- Problem -
Word for word, restate the entries below from their first line through the line that contains "One marker per instance of the bicycle rear".

(Referring expression pointing data)
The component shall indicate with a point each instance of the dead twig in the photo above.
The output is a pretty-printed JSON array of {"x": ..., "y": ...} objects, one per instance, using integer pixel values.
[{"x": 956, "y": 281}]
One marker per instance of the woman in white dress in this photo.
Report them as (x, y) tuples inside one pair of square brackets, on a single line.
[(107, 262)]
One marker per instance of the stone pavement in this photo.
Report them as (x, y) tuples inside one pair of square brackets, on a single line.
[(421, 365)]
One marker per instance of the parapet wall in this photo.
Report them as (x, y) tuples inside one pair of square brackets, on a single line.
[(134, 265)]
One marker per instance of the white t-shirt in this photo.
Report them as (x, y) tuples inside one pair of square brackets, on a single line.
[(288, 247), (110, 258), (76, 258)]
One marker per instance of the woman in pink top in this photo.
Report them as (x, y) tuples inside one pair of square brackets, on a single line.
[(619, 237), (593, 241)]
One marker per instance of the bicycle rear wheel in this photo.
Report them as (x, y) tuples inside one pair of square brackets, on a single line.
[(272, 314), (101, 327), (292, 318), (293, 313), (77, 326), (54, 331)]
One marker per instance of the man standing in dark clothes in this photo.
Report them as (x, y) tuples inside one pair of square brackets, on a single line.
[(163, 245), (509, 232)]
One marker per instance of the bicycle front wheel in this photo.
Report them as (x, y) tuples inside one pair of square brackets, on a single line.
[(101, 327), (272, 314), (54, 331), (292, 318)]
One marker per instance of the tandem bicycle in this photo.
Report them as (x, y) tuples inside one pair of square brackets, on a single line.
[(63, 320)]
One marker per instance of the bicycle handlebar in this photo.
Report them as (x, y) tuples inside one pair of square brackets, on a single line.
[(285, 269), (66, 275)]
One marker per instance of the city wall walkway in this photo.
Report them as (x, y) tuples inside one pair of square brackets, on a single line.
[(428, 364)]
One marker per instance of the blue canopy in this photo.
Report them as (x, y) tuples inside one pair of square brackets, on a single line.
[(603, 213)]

- Exercise result -
The component shall indicate with a point each instance of the dead twig in the photo above.
The output is a pretty-printed JSON array of {"x": ..., "y": ...} objects, one per instance, using integer pixel values.
[{"x": 956, "y": 281}]
One marker per instance of the woman in white dress in this photo.
Report them as (x, y) tuples inside one pair of square brackets, on a single line.
[(107, 262)]
One marker per instance of the stone pavement in this photo.
Report them as (x, y) tuples inside one pair of square brackets, on a single line.
[(421, 365)]
One marker per instance of the parapet wall in this photo.
Report them as (x, y) tuples inside one pair of square brackets, on a single line.
[(134, 265)]
One marker per instance of the white t-shirt in this photo.
Report them as (x, y) tuples inside one pair of square brackets, on a single line.
[(288, 247), (110, 258), (76, 258)]
One marker per instance of the woman in pink top in this photo.
Report them as (x, y) tuples inside one pair of square brackets, on a single line.
[(619, 237), (593, 241)]
One marker per instance of the bicycle rear wheel in this photo.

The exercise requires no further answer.